> WORK TASK:
Up to and including the line that contains "16, row 223.", reproduce every line exactly, beginning with the first line below.

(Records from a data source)
# # # # #

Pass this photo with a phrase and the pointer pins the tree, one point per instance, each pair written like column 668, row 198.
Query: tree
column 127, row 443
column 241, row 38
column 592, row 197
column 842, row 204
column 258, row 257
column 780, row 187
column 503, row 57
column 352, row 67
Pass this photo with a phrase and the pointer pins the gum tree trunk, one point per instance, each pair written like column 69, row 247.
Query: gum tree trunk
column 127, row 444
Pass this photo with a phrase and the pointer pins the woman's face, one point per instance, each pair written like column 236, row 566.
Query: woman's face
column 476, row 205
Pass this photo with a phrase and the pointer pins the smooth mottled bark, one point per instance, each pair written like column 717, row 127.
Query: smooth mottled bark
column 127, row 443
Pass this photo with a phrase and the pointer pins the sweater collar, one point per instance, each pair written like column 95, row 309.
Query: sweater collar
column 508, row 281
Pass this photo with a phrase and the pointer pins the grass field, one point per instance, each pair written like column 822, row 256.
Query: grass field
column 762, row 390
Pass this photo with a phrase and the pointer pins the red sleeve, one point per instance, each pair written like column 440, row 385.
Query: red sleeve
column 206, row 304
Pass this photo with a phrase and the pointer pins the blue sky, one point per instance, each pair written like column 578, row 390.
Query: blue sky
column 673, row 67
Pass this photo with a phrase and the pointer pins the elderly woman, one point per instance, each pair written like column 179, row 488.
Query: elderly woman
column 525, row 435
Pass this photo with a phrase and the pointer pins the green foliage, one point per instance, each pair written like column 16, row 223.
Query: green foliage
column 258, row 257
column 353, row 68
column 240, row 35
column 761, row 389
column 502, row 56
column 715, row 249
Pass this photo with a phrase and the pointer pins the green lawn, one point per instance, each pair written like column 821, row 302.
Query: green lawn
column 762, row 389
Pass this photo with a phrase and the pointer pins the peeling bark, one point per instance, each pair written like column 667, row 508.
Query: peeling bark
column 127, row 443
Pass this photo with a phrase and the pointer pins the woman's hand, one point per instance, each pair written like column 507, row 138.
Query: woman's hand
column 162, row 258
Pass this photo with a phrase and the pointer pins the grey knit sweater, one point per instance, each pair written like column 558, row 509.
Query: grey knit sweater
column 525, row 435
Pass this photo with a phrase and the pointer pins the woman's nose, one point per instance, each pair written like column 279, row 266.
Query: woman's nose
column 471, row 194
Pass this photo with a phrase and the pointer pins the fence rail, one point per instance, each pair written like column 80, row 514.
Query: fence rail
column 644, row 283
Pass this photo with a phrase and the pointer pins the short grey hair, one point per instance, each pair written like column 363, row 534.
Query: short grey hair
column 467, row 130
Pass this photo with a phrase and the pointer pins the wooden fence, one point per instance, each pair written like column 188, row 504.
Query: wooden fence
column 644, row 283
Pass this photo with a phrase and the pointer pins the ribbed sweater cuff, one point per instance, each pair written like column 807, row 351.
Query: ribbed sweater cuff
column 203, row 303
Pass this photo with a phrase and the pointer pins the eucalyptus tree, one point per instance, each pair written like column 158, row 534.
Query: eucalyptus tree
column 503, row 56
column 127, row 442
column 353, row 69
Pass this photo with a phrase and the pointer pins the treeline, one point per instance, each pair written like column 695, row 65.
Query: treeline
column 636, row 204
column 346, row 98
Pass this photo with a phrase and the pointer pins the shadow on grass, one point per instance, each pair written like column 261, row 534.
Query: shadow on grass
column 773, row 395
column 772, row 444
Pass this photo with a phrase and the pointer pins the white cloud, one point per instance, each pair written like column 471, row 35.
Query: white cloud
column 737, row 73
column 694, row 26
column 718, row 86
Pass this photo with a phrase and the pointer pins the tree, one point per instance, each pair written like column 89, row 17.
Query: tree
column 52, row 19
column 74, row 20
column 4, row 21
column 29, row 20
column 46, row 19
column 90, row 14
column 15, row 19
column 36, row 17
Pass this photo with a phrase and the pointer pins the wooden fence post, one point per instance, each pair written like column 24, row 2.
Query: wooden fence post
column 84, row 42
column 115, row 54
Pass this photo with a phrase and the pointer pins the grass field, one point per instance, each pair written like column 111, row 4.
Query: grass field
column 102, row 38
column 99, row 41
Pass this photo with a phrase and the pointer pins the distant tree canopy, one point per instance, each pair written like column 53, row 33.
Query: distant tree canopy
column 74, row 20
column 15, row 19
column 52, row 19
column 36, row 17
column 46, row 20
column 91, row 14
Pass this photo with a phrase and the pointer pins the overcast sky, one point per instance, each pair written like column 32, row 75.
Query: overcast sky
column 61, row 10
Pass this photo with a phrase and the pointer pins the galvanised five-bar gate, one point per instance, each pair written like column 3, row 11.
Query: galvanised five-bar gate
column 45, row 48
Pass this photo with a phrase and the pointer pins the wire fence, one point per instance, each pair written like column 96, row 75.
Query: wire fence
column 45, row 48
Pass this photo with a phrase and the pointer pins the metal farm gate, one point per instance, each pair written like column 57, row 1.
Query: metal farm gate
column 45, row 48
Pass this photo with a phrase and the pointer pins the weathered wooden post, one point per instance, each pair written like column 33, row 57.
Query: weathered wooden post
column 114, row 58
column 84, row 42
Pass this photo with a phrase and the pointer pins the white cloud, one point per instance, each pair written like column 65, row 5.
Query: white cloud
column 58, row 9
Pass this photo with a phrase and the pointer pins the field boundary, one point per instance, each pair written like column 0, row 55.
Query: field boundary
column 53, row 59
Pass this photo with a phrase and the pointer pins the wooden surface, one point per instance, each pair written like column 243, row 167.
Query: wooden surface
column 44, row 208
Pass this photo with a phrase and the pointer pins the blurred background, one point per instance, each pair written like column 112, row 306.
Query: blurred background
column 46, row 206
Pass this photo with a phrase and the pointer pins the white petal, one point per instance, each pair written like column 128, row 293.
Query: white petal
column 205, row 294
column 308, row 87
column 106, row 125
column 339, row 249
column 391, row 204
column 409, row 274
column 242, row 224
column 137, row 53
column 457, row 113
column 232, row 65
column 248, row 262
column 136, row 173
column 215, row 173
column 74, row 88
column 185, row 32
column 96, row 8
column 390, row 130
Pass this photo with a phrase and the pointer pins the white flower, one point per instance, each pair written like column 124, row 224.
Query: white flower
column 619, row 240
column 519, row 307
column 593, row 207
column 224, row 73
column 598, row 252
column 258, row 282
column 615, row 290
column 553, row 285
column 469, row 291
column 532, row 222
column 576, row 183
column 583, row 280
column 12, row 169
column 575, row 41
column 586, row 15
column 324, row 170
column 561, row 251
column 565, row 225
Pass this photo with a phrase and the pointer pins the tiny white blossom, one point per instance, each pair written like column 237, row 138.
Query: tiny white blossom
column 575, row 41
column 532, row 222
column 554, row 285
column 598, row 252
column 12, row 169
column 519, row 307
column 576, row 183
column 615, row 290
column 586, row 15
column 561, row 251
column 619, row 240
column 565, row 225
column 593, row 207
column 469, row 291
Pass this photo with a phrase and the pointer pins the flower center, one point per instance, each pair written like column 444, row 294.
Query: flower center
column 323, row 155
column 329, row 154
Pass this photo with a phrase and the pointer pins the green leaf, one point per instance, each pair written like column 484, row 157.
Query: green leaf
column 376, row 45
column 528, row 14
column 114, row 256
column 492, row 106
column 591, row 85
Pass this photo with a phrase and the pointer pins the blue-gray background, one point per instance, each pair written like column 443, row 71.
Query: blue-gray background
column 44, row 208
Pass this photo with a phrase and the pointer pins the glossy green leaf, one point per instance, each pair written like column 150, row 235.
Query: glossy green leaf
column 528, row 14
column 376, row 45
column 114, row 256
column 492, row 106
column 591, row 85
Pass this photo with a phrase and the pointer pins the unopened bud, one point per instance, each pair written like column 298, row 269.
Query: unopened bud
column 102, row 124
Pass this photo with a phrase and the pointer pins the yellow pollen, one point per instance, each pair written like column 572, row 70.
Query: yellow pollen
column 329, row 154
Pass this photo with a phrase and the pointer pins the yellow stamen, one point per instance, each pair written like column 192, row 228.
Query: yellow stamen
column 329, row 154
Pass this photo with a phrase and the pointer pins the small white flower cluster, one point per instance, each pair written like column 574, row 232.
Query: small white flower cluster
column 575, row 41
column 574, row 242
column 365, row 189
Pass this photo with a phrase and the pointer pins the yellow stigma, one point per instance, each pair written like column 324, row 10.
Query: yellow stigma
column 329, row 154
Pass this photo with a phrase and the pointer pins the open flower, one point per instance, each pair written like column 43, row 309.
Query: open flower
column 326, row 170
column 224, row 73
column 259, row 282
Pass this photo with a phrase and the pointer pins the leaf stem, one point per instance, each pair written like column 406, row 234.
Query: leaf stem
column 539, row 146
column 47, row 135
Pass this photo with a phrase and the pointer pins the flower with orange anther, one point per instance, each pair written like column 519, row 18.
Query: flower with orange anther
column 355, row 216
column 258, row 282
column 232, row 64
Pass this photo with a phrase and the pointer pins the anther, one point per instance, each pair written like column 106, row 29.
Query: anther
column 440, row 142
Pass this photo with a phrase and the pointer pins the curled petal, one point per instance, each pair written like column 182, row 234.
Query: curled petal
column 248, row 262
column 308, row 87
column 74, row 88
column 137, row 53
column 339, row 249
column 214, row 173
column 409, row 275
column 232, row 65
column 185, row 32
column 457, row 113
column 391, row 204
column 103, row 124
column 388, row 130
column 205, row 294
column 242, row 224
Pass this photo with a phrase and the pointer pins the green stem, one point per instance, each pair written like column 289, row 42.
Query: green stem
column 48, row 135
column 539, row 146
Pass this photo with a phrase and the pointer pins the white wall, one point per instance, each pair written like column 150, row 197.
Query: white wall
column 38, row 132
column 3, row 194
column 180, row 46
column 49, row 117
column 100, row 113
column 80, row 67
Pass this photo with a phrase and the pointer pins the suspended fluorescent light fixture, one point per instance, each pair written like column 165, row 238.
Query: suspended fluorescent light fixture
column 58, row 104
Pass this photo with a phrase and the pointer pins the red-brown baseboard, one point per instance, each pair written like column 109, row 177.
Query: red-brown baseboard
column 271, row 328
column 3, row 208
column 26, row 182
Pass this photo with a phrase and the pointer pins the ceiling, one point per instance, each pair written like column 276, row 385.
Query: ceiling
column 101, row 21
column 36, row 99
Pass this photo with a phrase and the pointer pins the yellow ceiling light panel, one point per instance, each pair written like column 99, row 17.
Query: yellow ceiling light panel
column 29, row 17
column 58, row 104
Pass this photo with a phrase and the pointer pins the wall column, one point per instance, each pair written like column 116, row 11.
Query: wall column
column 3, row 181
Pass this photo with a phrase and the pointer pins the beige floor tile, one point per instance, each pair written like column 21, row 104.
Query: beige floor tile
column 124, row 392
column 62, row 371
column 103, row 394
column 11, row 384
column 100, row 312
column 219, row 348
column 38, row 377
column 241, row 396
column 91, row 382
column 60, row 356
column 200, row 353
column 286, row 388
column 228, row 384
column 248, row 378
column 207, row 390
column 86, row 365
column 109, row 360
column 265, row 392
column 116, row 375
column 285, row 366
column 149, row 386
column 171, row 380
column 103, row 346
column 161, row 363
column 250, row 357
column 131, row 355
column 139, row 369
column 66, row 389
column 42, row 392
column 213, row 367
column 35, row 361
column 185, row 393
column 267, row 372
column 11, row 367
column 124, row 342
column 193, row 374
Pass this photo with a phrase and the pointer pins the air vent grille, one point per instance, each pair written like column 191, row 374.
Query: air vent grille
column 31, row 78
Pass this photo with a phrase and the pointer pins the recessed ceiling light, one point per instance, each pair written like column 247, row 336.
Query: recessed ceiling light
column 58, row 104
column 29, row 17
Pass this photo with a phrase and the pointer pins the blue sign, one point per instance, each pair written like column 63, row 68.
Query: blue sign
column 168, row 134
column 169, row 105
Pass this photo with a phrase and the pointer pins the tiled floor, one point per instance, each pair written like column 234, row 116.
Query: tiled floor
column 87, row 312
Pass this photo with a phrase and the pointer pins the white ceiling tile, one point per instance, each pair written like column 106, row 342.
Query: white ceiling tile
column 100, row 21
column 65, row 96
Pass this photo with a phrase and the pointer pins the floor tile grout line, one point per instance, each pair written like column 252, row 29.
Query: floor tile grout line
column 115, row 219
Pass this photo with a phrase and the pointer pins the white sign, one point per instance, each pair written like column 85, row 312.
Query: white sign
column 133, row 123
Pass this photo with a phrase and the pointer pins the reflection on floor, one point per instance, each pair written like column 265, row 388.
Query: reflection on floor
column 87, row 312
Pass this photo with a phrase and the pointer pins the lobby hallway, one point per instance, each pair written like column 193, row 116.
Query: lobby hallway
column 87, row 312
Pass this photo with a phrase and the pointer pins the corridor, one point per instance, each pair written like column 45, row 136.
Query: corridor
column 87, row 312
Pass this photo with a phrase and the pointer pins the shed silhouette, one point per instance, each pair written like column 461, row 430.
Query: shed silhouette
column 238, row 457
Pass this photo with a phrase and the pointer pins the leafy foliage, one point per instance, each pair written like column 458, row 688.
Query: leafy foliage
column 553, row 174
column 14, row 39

# # # # #

> RESULT FOR THIS EXERCISE:
Pass this photo with a phrase and the pointer pins the tree, one point per instance, each pair written like column 668, row 198.
Query: tree
column 127, row 443
column 241, row 38
column 592, row 197
column 842, row 204
column 258, row 257
column 780, row 187
column 503, row 57
column 352, row 67
Pass this photo with a phrase and the pointer pins the gum tree trunk, one point per instance, each pair written like column 69, row 247.
Query: gum tree trunk
column 127, row 444
Pass this photo with a phrase and the pointer pins the woman's face, one point per instance, each pair written like column 236, row 566.
Query: woman's face
column 476, row 205
Pass this photo with a phrase and the pointer pins the smooth mottled bark, one point per instance, each pair written like column 717, row 127.
Query: smooth mottled bark
column 127, row 443
Pass this photo with a phrase and the pointer pins the sweater collar, one point per instance, each pair written like column 95, row 309.
Query: sweater collar
column 508, row 281
Pass this photo with a phrase and the pointer pins the grass field, one point per instance, each pair written like column 822, row 256.
Query: grass field
column 762, row 390
Pass this photo with a phrase and the pointer pins the red sleeve, one point per instance, each pair written like column 440, row 385.
Query: red sleeve
column 206, row 304
Pass this photo with a phrase and the pointer pins the blue sky, one point per instance, each pair written like column 578, row 390.
Query: blue sky
column 673, row 67
Pass this photo with a phrase and the pointer pins the elderly woman, one point per instance, each pair written like column 179, row 488.
Query: elderly woman
column 525, row 435
Pass this photo with a phrase and the pointer pins the green foliage, one point per instance, each pair written like column 16, row 223.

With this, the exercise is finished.